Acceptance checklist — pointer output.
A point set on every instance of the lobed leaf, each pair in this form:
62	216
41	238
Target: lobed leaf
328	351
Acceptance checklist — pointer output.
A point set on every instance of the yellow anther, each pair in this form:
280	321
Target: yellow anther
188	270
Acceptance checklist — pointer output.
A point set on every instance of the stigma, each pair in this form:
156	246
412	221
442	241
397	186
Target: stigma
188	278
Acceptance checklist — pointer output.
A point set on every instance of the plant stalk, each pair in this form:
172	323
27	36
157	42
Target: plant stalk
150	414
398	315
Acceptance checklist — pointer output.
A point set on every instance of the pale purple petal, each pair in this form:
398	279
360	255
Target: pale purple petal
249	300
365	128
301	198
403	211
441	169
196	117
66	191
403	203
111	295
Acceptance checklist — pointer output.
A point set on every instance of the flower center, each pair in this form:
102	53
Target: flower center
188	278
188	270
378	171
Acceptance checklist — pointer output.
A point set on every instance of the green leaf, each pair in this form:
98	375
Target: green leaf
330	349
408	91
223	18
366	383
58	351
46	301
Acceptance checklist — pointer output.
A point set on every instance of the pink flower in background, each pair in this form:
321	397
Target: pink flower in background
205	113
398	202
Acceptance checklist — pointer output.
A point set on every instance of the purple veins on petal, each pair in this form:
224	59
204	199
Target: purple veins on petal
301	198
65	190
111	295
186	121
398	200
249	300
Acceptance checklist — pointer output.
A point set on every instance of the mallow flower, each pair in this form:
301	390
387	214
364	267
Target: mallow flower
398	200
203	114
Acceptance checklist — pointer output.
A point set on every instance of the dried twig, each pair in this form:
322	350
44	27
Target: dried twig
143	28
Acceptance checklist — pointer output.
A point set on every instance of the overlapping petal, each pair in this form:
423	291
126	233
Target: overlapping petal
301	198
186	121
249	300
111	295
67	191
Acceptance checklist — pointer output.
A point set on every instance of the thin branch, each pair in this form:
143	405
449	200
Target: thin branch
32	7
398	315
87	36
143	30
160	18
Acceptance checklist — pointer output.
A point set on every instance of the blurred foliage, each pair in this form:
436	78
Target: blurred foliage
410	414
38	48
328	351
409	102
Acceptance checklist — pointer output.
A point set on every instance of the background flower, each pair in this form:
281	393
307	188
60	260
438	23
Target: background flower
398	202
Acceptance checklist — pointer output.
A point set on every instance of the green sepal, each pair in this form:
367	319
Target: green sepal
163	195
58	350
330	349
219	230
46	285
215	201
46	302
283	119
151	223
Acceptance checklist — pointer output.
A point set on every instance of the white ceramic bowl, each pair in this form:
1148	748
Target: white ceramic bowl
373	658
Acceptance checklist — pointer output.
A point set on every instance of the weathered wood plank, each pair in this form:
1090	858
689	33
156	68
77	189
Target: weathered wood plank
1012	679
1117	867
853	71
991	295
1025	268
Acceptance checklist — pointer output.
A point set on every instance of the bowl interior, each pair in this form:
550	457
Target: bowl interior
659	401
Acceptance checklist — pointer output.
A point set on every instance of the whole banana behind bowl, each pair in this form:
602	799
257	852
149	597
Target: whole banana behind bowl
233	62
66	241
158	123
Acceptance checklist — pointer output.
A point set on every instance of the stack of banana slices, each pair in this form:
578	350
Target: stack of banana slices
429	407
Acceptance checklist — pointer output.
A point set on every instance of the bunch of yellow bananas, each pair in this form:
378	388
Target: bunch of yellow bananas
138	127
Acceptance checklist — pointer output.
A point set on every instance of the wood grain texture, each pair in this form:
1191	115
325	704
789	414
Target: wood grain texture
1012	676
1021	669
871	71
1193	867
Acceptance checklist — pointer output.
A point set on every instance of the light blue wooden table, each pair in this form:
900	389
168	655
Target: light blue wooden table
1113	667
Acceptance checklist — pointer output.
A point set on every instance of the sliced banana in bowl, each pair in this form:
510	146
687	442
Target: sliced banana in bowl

__________________________________________________

Your assignment | Once you have identified the lines above that contain "sliced", copy each of them.

Output of the exercise |
A point set on every instance of the sliced banana in bowl, each pair in this form:
Target: sliced banana in bowl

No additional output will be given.